### Stated task
Return, word for word, only the lines from the one containing "of the serrated" through the last line of the entries.

------ Records for processing

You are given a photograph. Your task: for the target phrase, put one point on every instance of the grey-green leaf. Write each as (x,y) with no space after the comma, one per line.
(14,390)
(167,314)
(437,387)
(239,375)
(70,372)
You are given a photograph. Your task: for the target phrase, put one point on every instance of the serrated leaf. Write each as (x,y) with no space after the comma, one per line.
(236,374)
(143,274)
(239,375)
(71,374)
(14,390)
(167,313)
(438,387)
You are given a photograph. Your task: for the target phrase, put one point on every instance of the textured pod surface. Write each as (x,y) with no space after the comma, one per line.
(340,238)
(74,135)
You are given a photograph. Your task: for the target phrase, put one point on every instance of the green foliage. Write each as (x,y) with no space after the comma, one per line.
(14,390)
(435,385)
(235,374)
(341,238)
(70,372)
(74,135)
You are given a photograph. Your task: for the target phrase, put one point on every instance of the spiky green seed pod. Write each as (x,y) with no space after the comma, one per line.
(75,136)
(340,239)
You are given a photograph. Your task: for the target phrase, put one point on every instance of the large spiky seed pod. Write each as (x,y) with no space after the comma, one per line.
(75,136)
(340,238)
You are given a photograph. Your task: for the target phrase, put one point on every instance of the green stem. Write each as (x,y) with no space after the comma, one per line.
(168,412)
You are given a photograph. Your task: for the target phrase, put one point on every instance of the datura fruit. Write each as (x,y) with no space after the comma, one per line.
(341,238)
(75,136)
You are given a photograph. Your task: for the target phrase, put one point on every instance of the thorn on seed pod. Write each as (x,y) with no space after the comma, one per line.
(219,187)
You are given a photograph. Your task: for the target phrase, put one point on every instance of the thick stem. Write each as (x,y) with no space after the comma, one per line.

------------

### Written reply
You are given a photograph. Your task: for the target phrase, put one point on every instance of the serrated leaf. Write each as (x,y) with no space after the comma, one per line.
(236,374)
(143,274)
(239,375)
(71,374)
(14,390)
(167,313)
(438,387)
You are given a photograph. Your task: for the target phrase, put one point on every instance of the textured pod surface. Write each as (x,y) with no space after the comma, one per line.
(340,238)
(74,135)
You are given a photograph. Your task: for the target phrase, put one point on every instance of the green foliage. Write each as (x,y) with no space after the comma, one per line.
(14,390)
(435,385)
(235,374)
(341,238)
(70,372)
(74,135)
You are given a photograph. Your task: for the target phrase, put one point on every instance of the spiky green seed pod. Write each as (x,y) with no space after the comma, one per line.
(75,136)
(340,239)
You are given a photograph. Your task: for the target phrase, put one point on every instance of the large spiky seed pod. Write each as (x,y) with no space after the comma, one per line.
(75,136)
(340,238)
You are given a photograph. Your task: for the target phrase, put one point on every instance of the green stem. Write each as (x,y) with no space after the comma, one per line.
(168,412)
You are given a photograph. Your task: for the target phrase, put one point on every instance of the datura fruit. Write each as (x,y) with no space after the comma, one per line.
(341,238)
(75,136)
You are given a photograph. Your task: for the target phrase, put one point on every instance of the thorn on seed pod. Write each as (x,y) with no space after the comma, one per line.
(219,187)
You are given a photograph. Your task: for the target phrase, put one point on every instance of the thick stem. Write each as (x,y) with no space after the comma, one per line.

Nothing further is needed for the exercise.